- **Passage shown**
━━━━━━━━━━━━━━━━
Abstract
Learning objectives:
1. To understand the log-rank test and limitations of the log-rank test in comparing survival between groups.
2. To understand the fundamental concepts of the proportional hazards assumption.
3. To understand basic steps in the development of the Cox proportional hazards model and reported hazard ratios.
4. To understand how results of a Cox model run using STATA© (a commonly used proprietary statistical software) can be understood and interpreted.
Supplementary Information
The online version contains supplementary material available at 10.1007/s12055-020-01108-7.
Keywords: Biostatistics, Survival analysis, Hazard rate, Cox proportional hazards regression
Introduction
As mentioned in the first part of survival analysis, observational studies and randomized clinical trials (RCT) often involve a time to event outcome, where patients are followed up from the start of the study (e.g., after coronary artery bypass grafting) until the occurrence of the outcome of interest (time to event, e.g., time to first myocardial infarction after surgery) or the end of follow-up period [1]. In outcomes research, especially RCTs, a hazard ratio is often estimated from a Cox proportional hazards (CPH) model and is reported as the main measure of therapeutic efficacy. In this review, the authors elaborate on the rationale for the use of CPH model, its important assumptions, limitations and the key aspects related to the inappropriate interpretation of results from CPH models [2].
Rationale for the Cox proportionate hazard model
In 1972, David Cox developed the proportional hazards model which derives robust estimates of covariate effects using proportional hazards assumption. In this review, we shall illustrate CPH model using an example of an observational study comparing mid-term survival after surgery for stage III lung cancer among males and females. The data for this example is available in the “survival” package in R (The R Foundation for Statistical Computing, Austria). As it is publicly available, institutional board approval was not needed for presenting these results. The first step in the analysis would be to report the observed survival for males and females in our cohort. These survival estimates can be easily calculated by the Kaplan and Meier method. These values can be graphed to present the survival estimates for patients in each patient group (i.e., two survival curves, one each for males and females). Figure 1 presents the survival estimates for females and males in our study of post-surgical patients with stage III lung cancer. This is to be followed by a formal statistical test, a log-rank test, to investigate whether the survival estimates for the two groups are statistically different (reported as p value in Fig. 1). This hypothesis testing is performed at a pre-specified confidence level (most commonly we set it at the 95% confidence level; hence, the importance of a p value < 0.05). The log-rank is a test of the whole survival estimates, rather than of the survivor functions at a particular time [3].
While log-rank test enables effective comparison of the survival in these two groups (females versus males), it has certain important limitations. (i) Firstly, the log-rank test can only assess the effect of one variable at a time on prognosis. (ii) The log-rank test can be used to investigate the impact of a categorical confounder by looking at survival curves for the main exposure within strata defined by that confounding variable. However, it does not allow us to investigate the simultaneous impact of multiple categorical variables or continuous variables (e.g., age, body mass index, ejection fraction) on survival. In an observational study, it is important to control for multiple potential confounders in the analyses. (iii) The log-rank test can only tell us if there is a statistically significant difference between groups. It cannot provide a hazard rate or hazard ratio. Hence, it cannot quantify this difference. [4]
On the other hand, the CPH model enables us to investigate the effects of several continuous and categorical variables on survival, while accounting for possible confounders. Unlike the log-rank test (and other non-parametric models), CPH facilitates quantification of differences in survival distribution between two groups. We do this by estimation of a hazard ratio. The hazard ratio is the ratio of the event rate at any given time in one group (e.g., treatment group) relative to the other (e.g., control group) [5].
━━━━━━━━━━━━━━━━
- **Supplied information**

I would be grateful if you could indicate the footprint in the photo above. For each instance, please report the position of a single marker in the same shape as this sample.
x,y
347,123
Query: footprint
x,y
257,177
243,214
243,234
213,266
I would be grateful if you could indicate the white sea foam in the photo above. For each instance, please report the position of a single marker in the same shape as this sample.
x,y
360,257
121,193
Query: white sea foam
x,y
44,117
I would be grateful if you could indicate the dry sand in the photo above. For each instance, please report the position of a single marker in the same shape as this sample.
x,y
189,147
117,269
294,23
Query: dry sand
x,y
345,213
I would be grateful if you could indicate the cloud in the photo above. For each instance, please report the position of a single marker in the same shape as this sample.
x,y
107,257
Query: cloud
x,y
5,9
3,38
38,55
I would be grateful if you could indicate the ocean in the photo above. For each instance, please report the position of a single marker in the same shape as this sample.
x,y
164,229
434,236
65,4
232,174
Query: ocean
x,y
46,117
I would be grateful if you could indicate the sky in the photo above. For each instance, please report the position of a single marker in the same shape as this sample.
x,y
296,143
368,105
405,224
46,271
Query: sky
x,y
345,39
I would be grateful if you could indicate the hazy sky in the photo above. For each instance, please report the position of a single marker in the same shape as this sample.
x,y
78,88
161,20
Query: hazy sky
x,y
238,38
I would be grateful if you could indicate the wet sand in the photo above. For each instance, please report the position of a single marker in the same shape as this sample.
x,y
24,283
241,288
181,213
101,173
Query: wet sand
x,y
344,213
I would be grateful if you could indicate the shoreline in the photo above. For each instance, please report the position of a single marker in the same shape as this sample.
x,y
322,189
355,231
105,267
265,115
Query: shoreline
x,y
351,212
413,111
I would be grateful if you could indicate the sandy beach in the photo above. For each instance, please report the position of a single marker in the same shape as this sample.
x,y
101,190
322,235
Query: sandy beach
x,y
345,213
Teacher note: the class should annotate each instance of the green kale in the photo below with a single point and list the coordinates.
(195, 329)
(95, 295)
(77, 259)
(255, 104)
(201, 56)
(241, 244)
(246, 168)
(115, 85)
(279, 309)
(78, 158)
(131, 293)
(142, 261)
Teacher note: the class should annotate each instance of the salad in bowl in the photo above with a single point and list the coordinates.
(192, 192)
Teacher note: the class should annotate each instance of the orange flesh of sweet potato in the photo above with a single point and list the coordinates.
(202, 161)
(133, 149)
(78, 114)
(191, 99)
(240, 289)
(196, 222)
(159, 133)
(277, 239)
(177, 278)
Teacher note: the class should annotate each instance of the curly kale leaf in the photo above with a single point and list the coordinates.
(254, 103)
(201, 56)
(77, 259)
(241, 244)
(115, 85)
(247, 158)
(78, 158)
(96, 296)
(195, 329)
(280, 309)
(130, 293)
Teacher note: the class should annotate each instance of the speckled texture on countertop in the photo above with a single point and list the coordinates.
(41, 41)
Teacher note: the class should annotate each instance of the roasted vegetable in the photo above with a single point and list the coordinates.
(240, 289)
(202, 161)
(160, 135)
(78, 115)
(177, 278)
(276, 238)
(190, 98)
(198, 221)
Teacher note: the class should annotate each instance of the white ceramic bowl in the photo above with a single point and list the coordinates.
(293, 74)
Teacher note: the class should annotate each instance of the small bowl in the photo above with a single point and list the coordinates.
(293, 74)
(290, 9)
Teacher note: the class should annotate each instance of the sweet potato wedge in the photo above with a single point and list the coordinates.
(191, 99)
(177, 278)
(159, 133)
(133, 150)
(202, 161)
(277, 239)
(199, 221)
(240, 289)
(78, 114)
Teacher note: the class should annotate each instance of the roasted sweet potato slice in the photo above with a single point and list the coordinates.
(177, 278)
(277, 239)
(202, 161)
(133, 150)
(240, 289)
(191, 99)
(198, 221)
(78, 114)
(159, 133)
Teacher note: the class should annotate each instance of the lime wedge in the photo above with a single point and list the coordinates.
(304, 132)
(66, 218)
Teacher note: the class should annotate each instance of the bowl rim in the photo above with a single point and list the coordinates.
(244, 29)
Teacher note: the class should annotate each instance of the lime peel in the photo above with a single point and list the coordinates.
━━━━━━━━━━━━━━━━
- **Exercise brief**
Repeat the Cox model text starting with "4. To understand" and going on through "available at 10.1007/s12055-020-01108-7.", changing every "proprietary" to "commercial".

- **Exercise output**
4. To understand how results of a Cox model run using STATA© (a commonly used commercial statistical software) can be understood and interpreted.
Supplementary Information
The online version contains supplementary material available at 10.1007/s12055-020-01108-7.